** Opening Passage shown block **
Get instant alerts when SFTP/FTP transfers fail. Set up PushFTP's Transfer Failed trigger in Zapier.

·5 min read

When Transfers Break Silently

File transfers fail. Networks hiccup, credentials expire, disks fill up, servers restart. The worst part isn't the failure — it's not knowing about it. If an invoice didn't upload to your SFTP server, how long until someone notices? Hours? Days?

PushFTP's Transfer Failed trigger in Zapier fires the moment a transfer goes wrong. You get an alert, you fix it, you move on. No silent failures.

What You Need

  • A PushFTP account with at least one connection (sign up free)
  • A Zapier account
  • Somewhere to send alerts (email, Slack, webhook, etc.)
** Closing Passage shown block **
** Opening Provided material block **
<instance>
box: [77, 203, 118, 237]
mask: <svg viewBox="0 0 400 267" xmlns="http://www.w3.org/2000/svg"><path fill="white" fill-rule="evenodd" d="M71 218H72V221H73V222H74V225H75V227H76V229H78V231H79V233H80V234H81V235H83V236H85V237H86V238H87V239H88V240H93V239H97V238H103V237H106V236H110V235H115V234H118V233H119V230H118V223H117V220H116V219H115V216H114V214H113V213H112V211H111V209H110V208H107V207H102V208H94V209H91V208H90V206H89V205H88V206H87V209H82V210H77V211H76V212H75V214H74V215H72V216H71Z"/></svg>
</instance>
** Closing Provided material block **
Required tasks:
• A. In the PushFTP guide, what is the worst part of a file transfer failure?
• B. List every cause of file transfer failure that the PushFTP guide names.

Solutions:
• A. Not knowing about it.

• B.
- Networks hiccup
- Credentials expire
- Disks fill up
- Servers restart